*SET EXERCISE:* Give the data a second time, exactly and in full.

*RECORD LIST:*
★ ★ ★ ★ ★ ★ ★

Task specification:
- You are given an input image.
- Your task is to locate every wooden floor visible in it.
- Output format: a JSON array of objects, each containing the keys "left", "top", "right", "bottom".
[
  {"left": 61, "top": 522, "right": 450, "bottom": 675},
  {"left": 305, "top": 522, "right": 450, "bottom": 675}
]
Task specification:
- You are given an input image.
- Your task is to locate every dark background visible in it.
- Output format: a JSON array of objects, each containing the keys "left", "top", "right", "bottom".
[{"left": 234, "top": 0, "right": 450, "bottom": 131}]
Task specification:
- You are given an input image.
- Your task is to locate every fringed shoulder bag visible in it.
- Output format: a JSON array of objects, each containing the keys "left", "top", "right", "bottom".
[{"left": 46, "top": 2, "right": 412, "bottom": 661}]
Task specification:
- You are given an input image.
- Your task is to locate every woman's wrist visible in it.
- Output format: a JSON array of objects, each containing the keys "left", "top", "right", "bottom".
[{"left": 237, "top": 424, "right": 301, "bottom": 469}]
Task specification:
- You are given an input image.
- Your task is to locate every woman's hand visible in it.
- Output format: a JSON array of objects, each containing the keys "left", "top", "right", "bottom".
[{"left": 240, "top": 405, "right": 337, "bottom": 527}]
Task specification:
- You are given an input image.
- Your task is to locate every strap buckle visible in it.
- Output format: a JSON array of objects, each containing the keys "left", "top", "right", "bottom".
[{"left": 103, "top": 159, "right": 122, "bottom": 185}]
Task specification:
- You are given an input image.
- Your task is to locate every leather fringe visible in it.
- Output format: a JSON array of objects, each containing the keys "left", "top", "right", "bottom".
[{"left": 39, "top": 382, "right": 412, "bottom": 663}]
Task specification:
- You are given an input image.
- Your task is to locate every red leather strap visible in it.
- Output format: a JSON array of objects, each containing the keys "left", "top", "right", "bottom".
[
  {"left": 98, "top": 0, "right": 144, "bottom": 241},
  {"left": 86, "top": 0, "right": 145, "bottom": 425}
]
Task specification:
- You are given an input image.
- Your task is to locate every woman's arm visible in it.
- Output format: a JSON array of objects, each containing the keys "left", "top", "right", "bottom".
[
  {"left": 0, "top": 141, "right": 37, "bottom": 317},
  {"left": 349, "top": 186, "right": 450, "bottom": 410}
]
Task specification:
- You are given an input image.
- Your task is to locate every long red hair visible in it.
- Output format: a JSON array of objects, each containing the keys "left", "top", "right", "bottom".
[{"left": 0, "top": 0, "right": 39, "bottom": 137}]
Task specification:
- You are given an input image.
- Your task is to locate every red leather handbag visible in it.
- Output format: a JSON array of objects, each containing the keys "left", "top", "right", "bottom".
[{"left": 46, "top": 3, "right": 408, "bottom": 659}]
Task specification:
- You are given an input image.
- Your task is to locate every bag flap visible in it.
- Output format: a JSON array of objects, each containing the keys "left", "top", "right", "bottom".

★ ★ ★ ★ ★ ★ ★

*REPLY:*
Task specification:
- You are given an input image.
- Your task is to locate every wooden floor visible in it.
- Output format: a JSON array of objects, each containing the keys "left", "top", "right", "bottom".
[
  {"left": 61, "top": 522, "right": 450, "bottom": 675},
  {"left": 305, "top": 522, "right": 450, "bottom": 675}
]
Task specification:
- You are given an input image.
- Your task is to locate every dark background visible in it.
- Output format: a JSON array of objects, each containing the keys "left", "top", "right", "bottom".
[{"left": 234, "top": 0, "right": 450, "bottom": 131}]
Task specification:
- You are given an input image.
- Your task is to locate every fringed shoulder bag visible in it.
- Output format: a JSON array of objects, each containing the keys "left", "top", "right", "bottom".
[{"left": 46, "top": 2, "right": 412, "bottom": 661}]
Task specification:
- You are given an input image.
- Your task is to locate every woman's wrist visible in it.
- Output format: a JSON array of objects, each containing the keys "left", "top", "right", "bottom".
[{"left": 237, "top": 424, "right": 301, "bottom": 469}]
Task specification:
- You are given an input image.
- Your task is to locate every woman's hand visible in it.
- Output format: a JSON array of objects, each containing the keys "left", "top", "right", "bottom".
[{"left": 240, "top": 405, "right": 337, "bottom": 527}]
Task specification:
- You are given an input image.
- Your task is to locate every strap buckle visible in it.
- Output format: a JSON array of objects, each containing the keys "left", "top", "right", "bottom".
[{"left": 103, "top": 159, "right": 122, "bottom": 185}]
Task specification:
- You are given an input image.
- Your task is to locate every leather fringe visible in it.
- Output format: a JSON array of objects, each containing the keys "left", "top", "right", "bottom".
[{"left": 39, "top": 382, "right": 412, "bottom": 663}]
Task specification:
- You are given an input image.
- Your task is to locate every red leather strap visible in it.
- Output format: a JSON array of objects, each containing the keys "left", "top", "right", "bottom".
[
  {"left": 98, "top": 0, "right": 144, "bottom": 241},
  {"left": 86, "top": 0, "right": 145, "bottom": 425}
]
Task specification:
- You are given an input image.
- Your task is to locate every woman's arm visible in it.
- Output format: a JSON array of objects, each containing the keys "left", "top", "right", "bottom".
[
  {"left": 0, "top": 141, "right": 37, "bottom": 317},
  {"left": 349, "top": 186, "right": 450, "bottom": 410}
]
Task specification:
- You are given an input image.
- Your task is to locate every long red hair visible in it.
- Output format: a JSON array of objects, each containing the keys "left", "top", "right", "bottom".
[{"left": 0, "top": 0, "right": 39, "bottom": 137}]
Task specification:
- You are given an input image.
- Your task is to locate every red leather handbag visible in it.
- Output format: a JSON array of objects, each containing the keys "left", "top", "right", "bottom".
[{"left": 46, "top": 3, "right": 408, "bottom": 659}]
Task specification:
- You are given an input image.
- Your task is to locate every bag flap visible in it.
- Output format: a JSON array of objects, each containing the keys "left", "top", "right", "bottom".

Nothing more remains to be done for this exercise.